■ PAGE EXTRACT:
++++++++++
Ghosh starts off nicely, contrasting the story of a young orphaned Indian boy, Rajkumar, with that of the imperious but doomed Burmese royal family.
Rajkumar's family comes from Akyab, "the principal port of the Arakan -- that tidewater stretch of coast where Burma and Bengal collide in a whirlpool of unease."
All his family died of a fever that passed through the town, including the last survivor, his mother, who had tried to ship back to the ancestral home of Chittagong with Rajkumar.
After his mother died the boy stayed to work on the boat, having no where else to go.
In Mandalay, the Burmese royal capital, the boat needed extensive repairs, and during the wait Rajkumar went to work and live at a small food stall in town.
He is there when the British invade and overthrow the monarchy.
Ghosh describes the court of Queen Supayalat and King Thebaw, focussing especially on one of the attendants, a young girl named Dolly who is the only one who can handle one of the infant princesses.
Ghosh's account of the British invasion -- calm, forceful, overwhelming -- and the brief chaos in the great palace afterwards is very good.
For much of the novel he then also follows the story of the royal family in their sad Indian exile.
The novel also follows the change in Burma, as the British exploit their colony and the teak industry comes to dominate the nation.
Rajkumar remains in Burma, taken under the wing of Saya John -- another orphan, from Malacca, who looks Chinese but is a sort of everyman, comfortable in the entire South-East Asian area.
They work in the lumber industry, accumulating some wealth, gaining greater independence.
One of the most successful aspects of the book is that Ghosh has outsiders and foreigners -- Indians in Burma, for example -- taking advantage of the situation the British have created.
The Indians themselves are victims of colonialism, but they also use it.
Rajkumar and others are compromised, owing much of their success to the British, while the Burmese are presented entirely as victims.
(Note that Ghosh himself was born to Burmese parents, in Calcutta.
++++++++++
■ TASKS AND EXERCISES:
A - Output the stretch of the review from "Ghosh's account of" through "dominate the nation.", word for word.
B - Answer these questions using the review:
(i) What town does Rajkumar's family come from?
(ii) What is the name of the young attendant who can handle one of the infant princesses?
(iii) Where is Saya John from?
The listing that comes next has nothing to do with the review.
++++++++++
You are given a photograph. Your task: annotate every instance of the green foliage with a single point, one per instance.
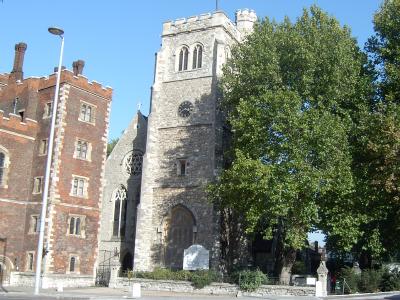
(202, 278)
(199, 278)
(390, 280)
(377, 142)
(370, 280)
(351, 278)
(165, 274)
(299, 267)
(249, 280)
(293, 92)
(111, 145)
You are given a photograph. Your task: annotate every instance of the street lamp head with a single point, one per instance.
(56, 31)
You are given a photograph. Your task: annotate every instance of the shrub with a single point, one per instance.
(299, 267)
(352, 279)
(201, 278)
(249, 280)
(390, 280)
(370, 280)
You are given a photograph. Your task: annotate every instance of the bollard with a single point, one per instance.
(60, 287)
(136, 290)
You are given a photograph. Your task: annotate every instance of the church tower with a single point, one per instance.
(184, 140)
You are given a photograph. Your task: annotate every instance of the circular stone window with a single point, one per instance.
(133, 163)
(185, 109)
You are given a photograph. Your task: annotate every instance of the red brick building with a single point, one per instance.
(77, 172)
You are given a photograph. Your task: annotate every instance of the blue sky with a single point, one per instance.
(118, 39)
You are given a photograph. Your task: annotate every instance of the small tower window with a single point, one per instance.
(182, 165)
(120, 208)
(2, 166)
(197, 57)
(183, 59)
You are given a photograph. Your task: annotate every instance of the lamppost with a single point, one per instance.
(59, 32)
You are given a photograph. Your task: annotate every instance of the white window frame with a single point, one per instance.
(76, 264)
(182, 163)
(43, 146)
(78, 149)
(37, 185)
(30, 261)
(4, 168)
(84, 115)
(82, 223)
(34, 224)
(48, 109)
(79, 186)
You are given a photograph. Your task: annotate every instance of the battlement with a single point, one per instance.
(245, 20)
(14, 123)
(200, 22)
(80, 81)
(246, 15)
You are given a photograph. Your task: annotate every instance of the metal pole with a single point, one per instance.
(39, 256)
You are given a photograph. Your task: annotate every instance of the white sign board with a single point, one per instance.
(311, 280)
(196, 257)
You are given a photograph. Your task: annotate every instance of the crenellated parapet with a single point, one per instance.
(245, 19)
(79, 81)
(201, 22)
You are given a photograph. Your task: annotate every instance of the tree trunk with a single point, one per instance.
(284, 257)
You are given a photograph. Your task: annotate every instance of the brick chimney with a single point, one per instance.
(17, 73)
(77, 67)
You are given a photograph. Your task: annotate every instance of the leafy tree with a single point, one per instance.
(111, 145)
(378, 151)
(293, 92)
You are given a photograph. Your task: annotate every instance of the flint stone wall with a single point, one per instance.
(51, 280)
(212, 289)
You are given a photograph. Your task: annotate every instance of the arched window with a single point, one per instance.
(197, 57)
(120, 205)
(2, 168)
(179, 233)
(183, 59)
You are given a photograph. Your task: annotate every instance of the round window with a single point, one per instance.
(185, 109)
(133, 163)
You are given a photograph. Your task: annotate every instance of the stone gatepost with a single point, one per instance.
(321, 285)
(113, 277)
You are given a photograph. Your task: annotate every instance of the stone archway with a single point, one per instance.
(6, 266)
(178, 235)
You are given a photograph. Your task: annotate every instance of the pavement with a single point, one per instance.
(104, 293)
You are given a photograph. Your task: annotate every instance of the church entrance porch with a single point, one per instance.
(178, 234)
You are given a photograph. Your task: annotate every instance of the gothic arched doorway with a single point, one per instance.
(127, 262)
(178, 235)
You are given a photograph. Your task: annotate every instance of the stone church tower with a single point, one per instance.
(182, 152)
(184, 140)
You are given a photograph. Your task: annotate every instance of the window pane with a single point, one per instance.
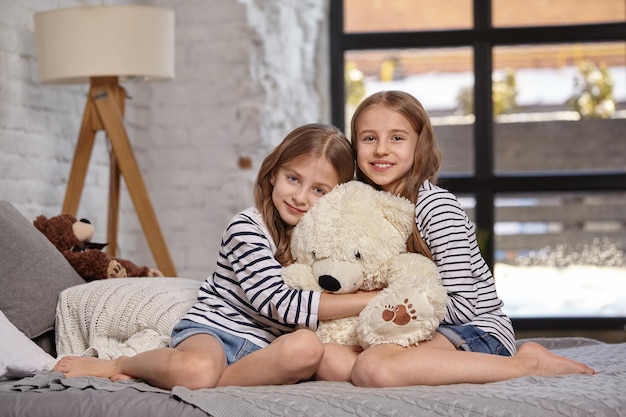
(556, 12)
(560, 108)
(403, 15)
(436, 77)
(561, 255)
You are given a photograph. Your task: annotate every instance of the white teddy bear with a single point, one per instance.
(355, 237)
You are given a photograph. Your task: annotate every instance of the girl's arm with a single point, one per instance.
(333, 306)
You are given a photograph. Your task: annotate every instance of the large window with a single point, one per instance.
(528, 103)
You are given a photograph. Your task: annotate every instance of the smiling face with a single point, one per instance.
(385, 146)
(298, 185)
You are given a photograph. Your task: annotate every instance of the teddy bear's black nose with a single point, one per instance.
(329, 283)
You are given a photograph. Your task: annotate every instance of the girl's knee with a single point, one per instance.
(370, 372)
(303, 347)
(195, 370)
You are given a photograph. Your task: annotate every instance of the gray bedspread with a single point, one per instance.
(603, 394)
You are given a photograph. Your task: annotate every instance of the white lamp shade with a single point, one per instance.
(77, 43)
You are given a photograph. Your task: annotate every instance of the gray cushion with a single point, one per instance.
(32, 274)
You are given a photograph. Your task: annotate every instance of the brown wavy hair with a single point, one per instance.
(312, 140)
(427, 157)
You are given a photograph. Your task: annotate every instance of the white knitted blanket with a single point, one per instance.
(124, 316)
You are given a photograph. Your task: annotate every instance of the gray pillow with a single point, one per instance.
(32, 274)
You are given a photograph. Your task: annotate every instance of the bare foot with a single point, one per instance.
(73, 366)
(540, 361)
(121, 377)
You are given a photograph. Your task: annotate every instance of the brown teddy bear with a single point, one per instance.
(72, 237)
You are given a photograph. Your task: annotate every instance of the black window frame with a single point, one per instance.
(484, 183)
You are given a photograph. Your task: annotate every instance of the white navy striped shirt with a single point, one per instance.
(246, 295)
(451, 237)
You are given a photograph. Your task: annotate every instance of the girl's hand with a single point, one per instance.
(333, 306)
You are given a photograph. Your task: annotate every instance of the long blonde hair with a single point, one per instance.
(427, 157)
(311, 140)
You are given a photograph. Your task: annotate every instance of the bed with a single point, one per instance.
(49, 312)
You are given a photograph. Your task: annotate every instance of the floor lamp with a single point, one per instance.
(100, 45)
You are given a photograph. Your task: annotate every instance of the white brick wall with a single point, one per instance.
(247, 72)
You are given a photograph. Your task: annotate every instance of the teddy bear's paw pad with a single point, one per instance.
(403, 319)
(116, 270)
(399, 314)
(152, 272)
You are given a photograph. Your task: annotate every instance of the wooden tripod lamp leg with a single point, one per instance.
(111, 118)
(82, 154)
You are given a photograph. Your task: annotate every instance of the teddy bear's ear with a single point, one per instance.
(399, 211)
(40, 223)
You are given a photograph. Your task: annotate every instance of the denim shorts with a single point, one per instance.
(234, 347)
(472, 339)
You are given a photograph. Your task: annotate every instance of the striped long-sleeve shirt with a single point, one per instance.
(246, 295)
(451, 237)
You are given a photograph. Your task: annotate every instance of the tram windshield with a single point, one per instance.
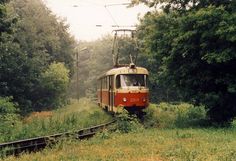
(131, 80)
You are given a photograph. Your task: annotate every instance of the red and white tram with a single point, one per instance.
(124, 87)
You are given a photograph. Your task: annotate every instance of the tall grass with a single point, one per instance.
(77, 115)
(182, 115)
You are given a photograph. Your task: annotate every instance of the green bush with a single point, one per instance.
(9, 119)
(165, 115)
(54, 82)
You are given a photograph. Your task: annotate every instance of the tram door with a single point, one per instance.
(111, 92)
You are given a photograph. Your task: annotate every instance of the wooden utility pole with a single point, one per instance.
(77, 74)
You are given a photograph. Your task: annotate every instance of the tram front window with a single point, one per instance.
(131, 80)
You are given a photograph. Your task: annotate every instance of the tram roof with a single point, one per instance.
(126, 70)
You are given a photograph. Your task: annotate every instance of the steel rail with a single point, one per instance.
(38, 143)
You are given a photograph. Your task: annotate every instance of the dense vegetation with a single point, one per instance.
(169, 132)
(77, 115)
(189, 49)
(34, 44)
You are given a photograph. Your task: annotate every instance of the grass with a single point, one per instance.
(77, 115)
(150, 144)
(171, 134)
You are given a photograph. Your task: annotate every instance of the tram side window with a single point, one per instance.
(131, 80)
(104, 83)
(118, 82)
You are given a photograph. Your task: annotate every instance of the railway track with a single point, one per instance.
(38, 143)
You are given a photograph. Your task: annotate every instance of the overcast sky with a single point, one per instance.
(84, 15)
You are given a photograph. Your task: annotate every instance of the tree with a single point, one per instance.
(31, 39)
(54, 81)
(194, 52)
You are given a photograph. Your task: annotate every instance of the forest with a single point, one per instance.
(188, 46)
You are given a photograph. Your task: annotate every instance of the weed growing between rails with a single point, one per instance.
(126, 122)
(77, 115)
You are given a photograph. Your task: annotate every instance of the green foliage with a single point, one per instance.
(9, 118)
(192, 55)
(72, 117)
(54, 82)
(165, 115)
(31, 39)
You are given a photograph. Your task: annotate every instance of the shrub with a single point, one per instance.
(54, 83)
(9, 119)
(165, 115)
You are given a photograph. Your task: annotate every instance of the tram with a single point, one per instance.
(124, 86)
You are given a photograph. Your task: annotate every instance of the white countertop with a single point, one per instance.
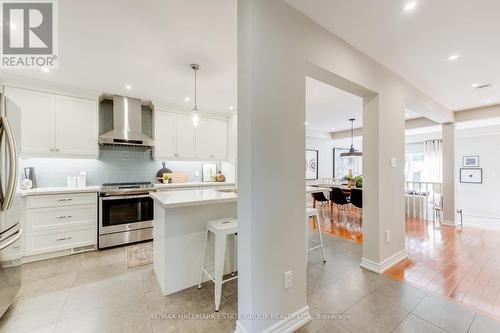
(192, 198)
(191, 184)
(315, 189)
(59, 190)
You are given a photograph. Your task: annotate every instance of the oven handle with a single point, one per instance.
(117, 197)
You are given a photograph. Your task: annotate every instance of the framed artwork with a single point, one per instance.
(209, 171)
(341, 165)
(311, 164)
(471, 175)
(470, 161)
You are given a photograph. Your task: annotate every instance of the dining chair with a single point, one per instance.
(320, 198)
(356, 200)
(338, 198)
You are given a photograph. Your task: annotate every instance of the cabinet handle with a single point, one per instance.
(64, 238)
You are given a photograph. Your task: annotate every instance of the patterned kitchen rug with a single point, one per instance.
(139, 254)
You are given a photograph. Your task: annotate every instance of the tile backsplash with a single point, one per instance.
(115, 164)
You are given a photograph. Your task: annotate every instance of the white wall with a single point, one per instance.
(277, 48)
(480, 202)
(325, 153)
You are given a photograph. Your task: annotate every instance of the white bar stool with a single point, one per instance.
(221, 229)
(313, 212)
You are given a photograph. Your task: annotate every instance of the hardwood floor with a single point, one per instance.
(460, 263)
(341, 224)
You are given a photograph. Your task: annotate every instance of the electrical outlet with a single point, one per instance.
(288, 280)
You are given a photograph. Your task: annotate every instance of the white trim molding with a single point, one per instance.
(385, 264)
(290, 324)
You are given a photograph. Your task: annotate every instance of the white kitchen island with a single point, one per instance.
(179, 231)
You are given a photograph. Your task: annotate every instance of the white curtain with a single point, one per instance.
(433, 161)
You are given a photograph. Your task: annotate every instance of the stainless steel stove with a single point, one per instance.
(125, 213)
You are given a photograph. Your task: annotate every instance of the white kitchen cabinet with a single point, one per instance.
(37, 118)
(211, 139)
(186, 137)
(76, 126)
(60, 222)
(54, 125)
(175, 136)
(165, 135)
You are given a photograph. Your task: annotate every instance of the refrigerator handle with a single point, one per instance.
(13, 161)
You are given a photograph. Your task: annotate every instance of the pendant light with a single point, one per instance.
(195, 117)
(352, 152)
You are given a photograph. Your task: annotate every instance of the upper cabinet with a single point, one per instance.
(54, 125)
(177, 139)
(211, 139)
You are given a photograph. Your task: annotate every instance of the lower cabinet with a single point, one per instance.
(72, 224)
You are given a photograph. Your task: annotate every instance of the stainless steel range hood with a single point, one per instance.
(127, 124)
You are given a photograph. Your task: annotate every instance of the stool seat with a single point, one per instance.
(310, 212)
(227, 226)
(220, 229)
(314, 213)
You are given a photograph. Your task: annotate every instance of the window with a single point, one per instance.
(414, 167)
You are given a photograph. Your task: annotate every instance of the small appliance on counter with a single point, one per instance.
(163, 175)
(29, 173)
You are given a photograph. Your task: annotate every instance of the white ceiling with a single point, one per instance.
(149, 44)
(329, 109)
(416, 44)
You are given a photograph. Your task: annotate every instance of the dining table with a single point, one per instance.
(345, 189)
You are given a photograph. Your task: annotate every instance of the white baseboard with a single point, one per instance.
(385, 264)
(450, 223)
(296, 320)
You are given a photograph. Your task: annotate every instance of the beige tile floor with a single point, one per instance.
(95, 292)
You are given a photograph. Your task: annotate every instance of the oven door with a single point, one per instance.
(124, 213)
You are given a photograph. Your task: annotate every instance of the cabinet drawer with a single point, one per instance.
(58, 200)
(61, 216)
(62, 240)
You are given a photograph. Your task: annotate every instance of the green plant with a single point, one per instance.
(358, 180)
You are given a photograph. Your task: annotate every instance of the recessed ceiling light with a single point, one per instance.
(410, 6)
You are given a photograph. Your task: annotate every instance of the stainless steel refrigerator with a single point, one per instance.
(10, 205)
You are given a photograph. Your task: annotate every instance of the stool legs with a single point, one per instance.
(318, 228)
(220, 251)
(205, 243)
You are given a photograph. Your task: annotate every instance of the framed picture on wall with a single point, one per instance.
(470, 161)
(311, 164)
(471, 175)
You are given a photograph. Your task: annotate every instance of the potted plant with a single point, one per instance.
(358, 181)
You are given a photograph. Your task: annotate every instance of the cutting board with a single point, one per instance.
(178, 177)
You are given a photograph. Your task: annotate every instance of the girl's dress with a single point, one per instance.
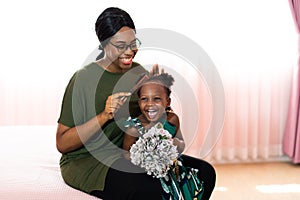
(181, 182)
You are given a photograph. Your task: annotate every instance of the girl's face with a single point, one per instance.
(152, 101)
(120, 50)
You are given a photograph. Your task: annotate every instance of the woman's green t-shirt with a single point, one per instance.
(84, 98)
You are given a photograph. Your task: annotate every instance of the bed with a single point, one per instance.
(29, 165)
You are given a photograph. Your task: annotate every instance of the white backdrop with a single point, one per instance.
(252, 44)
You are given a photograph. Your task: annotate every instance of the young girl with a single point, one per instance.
(154, 102)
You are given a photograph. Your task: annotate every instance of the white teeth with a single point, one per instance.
(126, 59)
(152, 113)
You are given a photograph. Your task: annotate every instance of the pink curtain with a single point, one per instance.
(291, 143)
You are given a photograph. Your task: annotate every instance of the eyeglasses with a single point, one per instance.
(123, 47)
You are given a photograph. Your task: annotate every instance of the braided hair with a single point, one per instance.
(109, 22)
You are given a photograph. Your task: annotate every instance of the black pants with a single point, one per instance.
(125, 181)
(206, 173)
(124, 185)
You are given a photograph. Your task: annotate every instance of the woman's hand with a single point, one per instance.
(114, 102)
(155, 70)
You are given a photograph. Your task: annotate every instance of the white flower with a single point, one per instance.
(154, 151)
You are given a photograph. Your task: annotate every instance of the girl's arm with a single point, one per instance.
(130, 138)
(178, 139)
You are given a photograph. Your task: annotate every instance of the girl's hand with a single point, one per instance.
(114, 102)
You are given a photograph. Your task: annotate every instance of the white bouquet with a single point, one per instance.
(154, 151)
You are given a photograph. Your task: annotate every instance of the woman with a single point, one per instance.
(96, 99)
(96, 102)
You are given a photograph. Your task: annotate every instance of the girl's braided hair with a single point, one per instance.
(164, 79)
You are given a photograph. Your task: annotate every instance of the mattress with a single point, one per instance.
(29, 165)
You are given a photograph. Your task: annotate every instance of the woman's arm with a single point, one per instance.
(71, 138)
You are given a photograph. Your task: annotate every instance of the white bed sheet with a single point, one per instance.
(29, 165)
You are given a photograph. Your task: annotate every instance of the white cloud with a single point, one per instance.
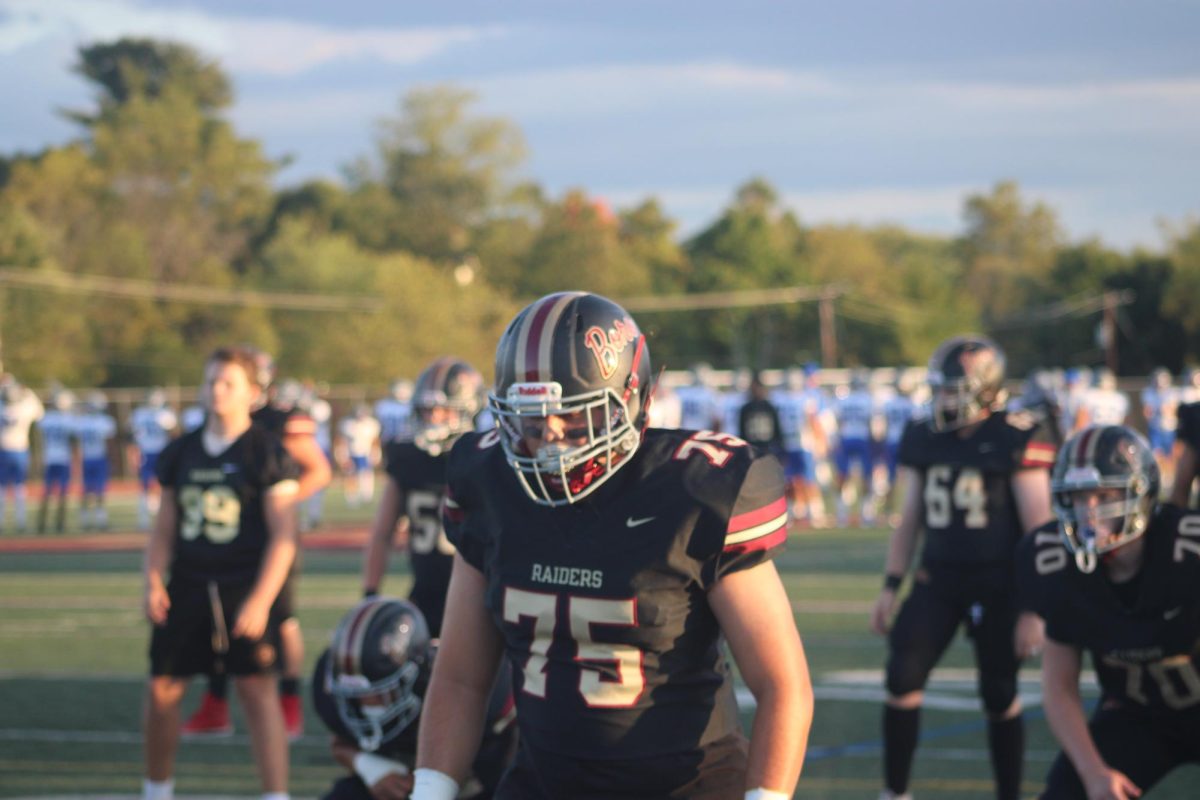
(1177, 91)
(641, 86)
(251, 44)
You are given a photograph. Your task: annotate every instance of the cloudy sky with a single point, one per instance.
(858, 110)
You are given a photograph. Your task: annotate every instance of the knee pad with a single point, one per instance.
(997, 693)
(906, 673)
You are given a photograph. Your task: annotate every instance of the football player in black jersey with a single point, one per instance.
(606, 563)
(226, 533)
(367, 689)
(448, 396)
(298, 431)
(976, 479)
(1117, 576)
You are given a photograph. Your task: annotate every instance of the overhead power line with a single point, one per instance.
(1077, 306)
(131, 288)
(741, 299)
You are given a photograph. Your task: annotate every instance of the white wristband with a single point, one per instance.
(767, 794)
(432, 785)
(372, 768)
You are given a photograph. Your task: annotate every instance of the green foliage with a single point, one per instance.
(147, 68)
(161, 190)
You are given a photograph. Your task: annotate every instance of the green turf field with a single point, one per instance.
(72, 659)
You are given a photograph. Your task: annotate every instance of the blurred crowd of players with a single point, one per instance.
(837, 432)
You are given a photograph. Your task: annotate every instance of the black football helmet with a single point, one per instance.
(966, 377)
(573, 355)
(453, 385)
(1101, 457)
(379, 662)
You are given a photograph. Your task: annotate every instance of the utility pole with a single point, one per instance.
(828, 330)
(1111, 300)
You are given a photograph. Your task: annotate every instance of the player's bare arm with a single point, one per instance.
(1065, 711)
(756, 619)
(468, 656)
(157, 558)
(900, 548)
(1186, 468)
(383, 535)
(315, 470)
(280, 505)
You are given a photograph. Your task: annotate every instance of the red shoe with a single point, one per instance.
(210, 720)
(293, 716)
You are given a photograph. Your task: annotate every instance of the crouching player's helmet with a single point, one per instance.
(378, 666)
(966, 377)
(573, 385)
(448, 396)
(1104, 489)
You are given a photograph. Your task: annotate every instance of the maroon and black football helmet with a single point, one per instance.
(379, 662)
(966, 377)
(581, 358)
(1104, 457)
(456, 389)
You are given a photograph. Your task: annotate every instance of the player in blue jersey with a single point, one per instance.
(58, 429)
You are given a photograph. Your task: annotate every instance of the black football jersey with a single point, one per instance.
(1145, 647)
(283, 422)
(495, 751)
(421, 481)
(221, 527)
(969, 510)
(1188, 429)
(603, 603)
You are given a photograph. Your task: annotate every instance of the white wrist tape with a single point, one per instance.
(372, 768)
(432, 785)
(767, 794)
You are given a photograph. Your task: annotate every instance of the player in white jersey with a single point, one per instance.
(666, 410)
(395, 413)
(898, 409)
(1159, 405)
(94, 428)
(1189, 390)
(697, 402)
(57, 428)
(1104, 403)
(1079, 382)
(322, 413)
(359, 447)
(731, 402)
(855, 414)
(19, 408)
(150, 427)
(191, 419)
(798, 419)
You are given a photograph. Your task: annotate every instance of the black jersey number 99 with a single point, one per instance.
(213, 512)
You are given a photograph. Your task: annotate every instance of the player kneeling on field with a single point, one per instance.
(367, 689)
(1119, 576)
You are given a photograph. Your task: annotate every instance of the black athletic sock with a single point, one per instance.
(1006, 739)
(900, 729)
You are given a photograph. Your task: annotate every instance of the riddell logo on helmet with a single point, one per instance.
(607, 346)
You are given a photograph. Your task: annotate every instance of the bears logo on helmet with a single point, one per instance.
(1097, 458)
(379, 661)
(447, 397)
(579, 359)
(966, 376)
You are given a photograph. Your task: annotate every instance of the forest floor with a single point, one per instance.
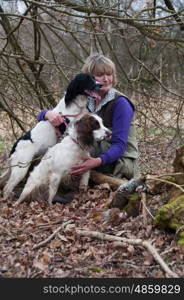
(67, 254)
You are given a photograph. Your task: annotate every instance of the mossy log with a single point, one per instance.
(171, 216)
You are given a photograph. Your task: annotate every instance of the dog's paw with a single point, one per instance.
(83, 188)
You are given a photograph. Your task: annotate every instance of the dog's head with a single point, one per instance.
(90, 128)
(82, 84)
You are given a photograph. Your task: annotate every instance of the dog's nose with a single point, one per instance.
(108, 133)
(98, 85)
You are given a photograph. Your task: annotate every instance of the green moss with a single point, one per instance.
(171, 216)
(132, 207)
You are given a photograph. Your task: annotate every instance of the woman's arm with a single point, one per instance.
(121, 119)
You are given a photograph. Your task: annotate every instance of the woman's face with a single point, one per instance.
(106, 80)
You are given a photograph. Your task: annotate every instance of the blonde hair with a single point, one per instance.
(98, 63)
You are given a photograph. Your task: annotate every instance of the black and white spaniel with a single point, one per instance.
(36, 141)
(44, 180)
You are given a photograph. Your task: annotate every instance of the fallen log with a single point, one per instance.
(99, 178)
(137, 242)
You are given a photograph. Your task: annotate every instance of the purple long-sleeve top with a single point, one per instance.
(122, 113)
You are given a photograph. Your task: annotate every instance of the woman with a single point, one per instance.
(118, 156)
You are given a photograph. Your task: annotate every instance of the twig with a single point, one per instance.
(137, 242)
(47, 240)
(149, 177)
(144, 212)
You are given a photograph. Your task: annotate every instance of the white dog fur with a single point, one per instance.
(43, 135)
(57, 162)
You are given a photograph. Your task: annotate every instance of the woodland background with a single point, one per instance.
(43, 44)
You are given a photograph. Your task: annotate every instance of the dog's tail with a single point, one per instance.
(4, 177)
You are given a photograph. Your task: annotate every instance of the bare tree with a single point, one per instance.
(44, 45)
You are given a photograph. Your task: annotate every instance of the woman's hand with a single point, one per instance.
(54, 118)
(87, 164)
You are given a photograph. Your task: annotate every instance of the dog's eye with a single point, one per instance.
(95, 124)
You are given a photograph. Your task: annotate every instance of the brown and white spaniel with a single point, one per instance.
(58, 160)
(37, 140)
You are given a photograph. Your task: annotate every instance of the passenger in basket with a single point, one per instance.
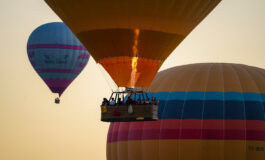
(147, 101)
(139, 101)
(112, 102)
(119, 101)
(105, 102)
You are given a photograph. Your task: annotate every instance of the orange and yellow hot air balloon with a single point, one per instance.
(132, 38)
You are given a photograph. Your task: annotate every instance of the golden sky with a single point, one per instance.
(32, 127)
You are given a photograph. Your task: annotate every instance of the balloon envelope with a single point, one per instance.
(206, 112)
(117, 31)
(56, 55)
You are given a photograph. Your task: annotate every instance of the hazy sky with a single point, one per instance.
(32, 127)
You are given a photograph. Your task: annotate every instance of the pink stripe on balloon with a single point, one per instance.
(58, 70)
(83, 56)
(58, 82)
(81, 65)
(187, 134)
(31, 54)
(60, 46)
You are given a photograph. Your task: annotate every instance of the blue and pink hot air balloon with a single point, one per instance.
(57, 55)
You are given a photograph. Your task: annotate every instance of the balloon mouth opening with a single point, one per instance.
(131, 71)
++++++++++
■ TASK ANSWERS:
A -
Ghosh's account of the British invasion -- calm, forceful, overwhelming -- and the brief chaos in the great palace afterwards is very good.
For much of the novel he then also follows the story of the royal family in their sad Indian exile.
The novel also follows the change in Burma, as the British exploit their colony and the teak industry comes to dominate the nation.

B -
(i) Akyab
(ii) Dolly
(iii) Malacca